▼▼▼

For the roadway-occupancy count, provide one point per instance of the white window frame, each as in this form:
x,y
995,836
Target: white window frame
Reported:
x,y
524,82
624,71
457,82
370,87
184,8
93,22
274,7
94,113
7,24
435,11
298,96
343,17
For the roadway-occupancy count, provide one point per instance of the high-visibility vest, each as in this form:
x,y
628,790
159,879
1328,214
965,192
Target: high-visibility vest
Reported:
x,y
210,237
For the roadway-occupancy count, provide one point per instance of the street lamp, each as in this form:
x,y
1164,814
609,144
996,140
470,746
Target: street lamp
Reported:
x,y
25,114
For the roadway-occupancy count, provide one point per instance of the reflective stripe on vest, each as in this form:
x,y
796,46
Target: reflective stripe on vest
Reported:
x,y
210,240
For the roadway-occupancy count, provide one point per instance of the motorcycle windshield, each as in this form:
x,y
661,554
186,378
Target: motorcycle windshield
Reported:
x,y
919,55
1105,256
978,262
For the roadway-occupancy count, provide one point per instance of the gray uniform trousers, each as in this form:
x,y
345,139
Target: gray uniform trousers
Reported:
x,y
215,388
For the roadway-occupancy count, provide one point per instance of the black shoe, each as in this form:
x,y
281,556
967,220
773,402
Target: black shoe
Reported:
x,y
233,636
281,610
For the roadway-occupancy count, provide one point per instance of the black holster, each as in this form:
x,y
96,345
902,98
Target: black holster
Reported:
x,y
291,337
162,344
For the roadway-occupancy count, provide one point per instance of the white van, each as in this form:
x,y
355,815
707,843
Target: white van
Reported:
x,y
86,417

▲▲▲

Assignment: Transcribe each entry exactly.

Solution for this task:
For the roadway-occupancy count, provide one point per instance of the white window frame, each as in this form:
x,y
995,836
Target: white window frame
Reported:
x,y
524,82
624,71
457,82
370,87
184,8
93,22
274,7
94,113
7,24
435,11
298,96
343,17
For the roadway-occupancy count, provide one point per instance of the high-visibility vest, each as in this form:
x,y
628,790
159,879
1328,214
965,192
Target: high-visibility vest
Reported:
x,y
210,237
For the roadway-occupancy count, provide one point per instance of the street lamp, each as in this form:
x,y
1164,814
609,144
996,140
470,746
Target: street lamp
Reported:
x,y
25,114
For the roadway-occupancy count, provide one point per instance of the reflective stripe on vest, each as in this form:
x,y
796,46
Target: reflective stripe on vest
Reported:
x,y
210,240
For the roadway-occupancy count, provide one point per instance of the motorcycle windshield, each as in this form:
x,y
661,554
186,378
Target: motorcycle windshield
Reported:
x,y
919,55
1105,256
978,262
For the roadway-occupancy count, provide one point per instance of the gray uniform trousers, each as in this form:
x,y
345,139
Target: gray uniform trousers
Reported:
x,y
215,388
For the roadway-occupancy count, provide one point per instance of the black shoe, each as in this form:
x,y
281,556
967,220
773,402
Target: black shoe
Reported:
x,y
233,636
281,610
For the roadway-occupancy count, provide one point per instance of the black holster, each as in this form:
x,y
96,345
902,98
Target: black holster
Reported:
x,y
291,337
162,344
For the roadway-occupancy count, provide one point per instance of the white van, each as in this form:
x,y
355,815
707,843
Target: white van
Reported:
x,y
86,417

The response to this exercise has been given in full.